> TASK TO CARRY OUT
Tally the lines in the material below that contain the string "shoulder", matching case exactly. Give only the number.

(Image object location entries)
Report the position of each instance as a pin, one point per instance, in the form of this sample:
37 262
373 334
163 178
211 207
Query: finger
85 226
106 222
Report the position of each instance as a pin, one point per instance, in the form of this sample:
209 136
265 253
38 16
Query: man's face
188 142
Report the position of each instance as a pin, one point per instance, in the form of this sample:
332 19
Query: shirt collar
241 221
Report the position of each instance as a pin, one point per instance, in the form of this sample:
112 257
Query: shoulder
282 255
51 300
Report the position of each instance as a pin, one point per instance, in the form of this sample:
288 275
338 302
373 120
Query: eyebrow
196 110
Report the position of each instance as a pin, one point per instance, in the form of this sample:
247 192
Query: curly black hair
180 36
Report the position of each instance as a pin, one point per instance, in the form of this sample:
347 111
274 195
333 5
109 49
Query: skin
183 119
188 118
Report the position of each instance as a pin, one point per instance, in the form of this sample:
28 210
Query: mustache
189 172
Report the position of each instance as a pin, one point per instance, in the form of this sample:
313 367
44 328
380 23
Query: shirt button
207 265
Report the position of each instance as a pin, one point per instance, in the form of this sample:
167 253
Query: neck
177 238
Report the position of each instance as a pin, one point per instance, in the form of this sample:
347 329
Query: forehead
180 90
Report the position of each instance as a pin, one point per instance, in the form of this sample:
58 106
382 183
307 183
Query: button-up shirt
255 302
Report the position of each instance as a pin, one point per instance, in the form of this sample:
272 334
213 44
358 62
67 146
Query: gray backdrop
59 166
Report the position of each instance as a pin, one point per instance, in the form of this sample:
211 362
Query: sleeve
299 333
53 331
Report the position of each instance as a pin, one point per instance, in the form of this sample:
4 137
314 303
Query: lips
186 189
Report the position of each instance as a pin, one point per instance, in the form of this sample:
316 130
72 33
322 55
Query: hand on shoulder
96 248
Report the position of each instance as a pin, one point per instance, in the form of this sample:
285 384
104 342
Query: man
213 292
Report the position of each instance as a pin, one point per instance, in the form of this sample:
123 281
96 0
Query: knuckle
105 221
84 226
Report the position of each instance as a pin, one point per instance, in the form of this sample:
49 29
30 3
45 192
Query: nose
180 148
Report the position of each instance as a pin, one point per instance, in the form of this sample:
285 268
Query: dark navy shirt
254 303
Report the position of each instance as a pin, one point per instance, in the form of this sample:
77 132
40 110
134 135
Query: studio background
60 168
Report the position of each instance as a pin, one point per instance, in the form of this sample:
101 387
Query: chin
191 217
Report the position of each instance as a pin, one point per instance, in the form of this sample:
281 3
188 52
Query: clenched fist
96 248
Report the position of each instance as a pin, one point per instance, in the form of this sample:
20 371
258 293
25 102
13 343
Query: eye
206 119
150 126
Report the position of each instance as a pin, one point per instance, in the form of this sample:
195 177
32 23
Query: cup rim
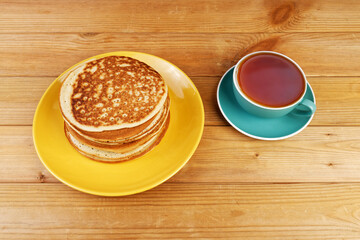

> REPLY TO THE EXERCISE
2